◆ 文書の抜粋 ◆
□ □ □ □ □

ソウル市内ににある劇場のなかでも重要な公演拠点のひとつになっているドゥサン(斗山)アートセンターのSpace111で中津留章仁原作の『背水の孤島』韓国版が、6月10日~7月5日まで上演されました。
「ドゥサン人文劇場-不信の時代」と題した3作連続上演を締めくくる作品として上演された『背水の孤島』は中津留氏が主催する劇団TRASHMASTERSが2011年、12年に上演し紀伊国屋演劇賞個人賞、読売演劇大賞選考委員特別賞など多数受賞した作品。東京・永田町―石巻―そして12年後の都内警備会社と3つのシーンに分け、震災後の日本をリアルに切り取った物語です。(詳しいストーリーは国際交流基金のサイトに紹介されています)
台本翻訳・構成を手掛けた、日本の舞台シーンにも造詣が深いイ・ホンイが“不信の時代”というテーマにピッタリだと劇場に推薦して上演が決定。演出は『アリバイ年代記』で東亜演劇賞など昨年の主要演劇賞をさらったキム・ジェヨプ、美術を『飛行少年KW4839』など最近は演出家としても活動する舞台デザイナーのヨ・シンドンと気鋭のスタッフが名を連ね、キャストも数々の話題作に出演した実力派がズラリ。近年稀に見る完成度の高さと俳優たちの熱演は口コミで評判が広がり、公演後半はチケットが連日完売する大ヒットとなりました。

□ □ □ □ □

◆ 取り組む課題 ◆
(1) 『背水の孤島』韓国版の記事に名前が出てくる人物を、一人残らず挙げてください。
(2) 『背水の孤島』韓国版の記事のうち、「ソウル市内ににある劇場のなか」を含む語句で始まり「のサイトに紹介されています)」で終わる部分を、一字も変えずに再現してください。

◆ 利用可能なデータ ◆
□ □ □ □ □

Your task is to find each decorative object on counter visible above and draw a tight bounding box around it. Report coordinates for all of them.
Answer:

□ □ □ □ □

◆ 解答例 ◆
(1) 中津留章仁、イ・ホンイ、キム・ジェヨプ、ヨ・シンドンの4人です。

(2)
ソウル市内ににある劇場のなかでも重要な公演拠点のひとつになっているドゥサン(斗山)アートセンターのSpace111で中津留章仁原作の『背水の孤島』韓国版が、6月10日~7月5日まで上演されました。
「ドゥサン人文劇場-不信の時代」と題した3作連続上演を締めくくる作品として上演された『背水の孤島』は中津留氏が主催する劇団TRASHMASTERSが2011年、12年に上演し紀伊国屋演劇賞個人賞、読売演劇大賞選考委員特別賞など多数受賞した作品。東京・永田町―石巻―そして12年後の都内警備会社と3つのシーンに分け、震災後の日本をリアルに切り取った物語です。(詳しいストーリーは国際交流基金のサイトに紹介されています)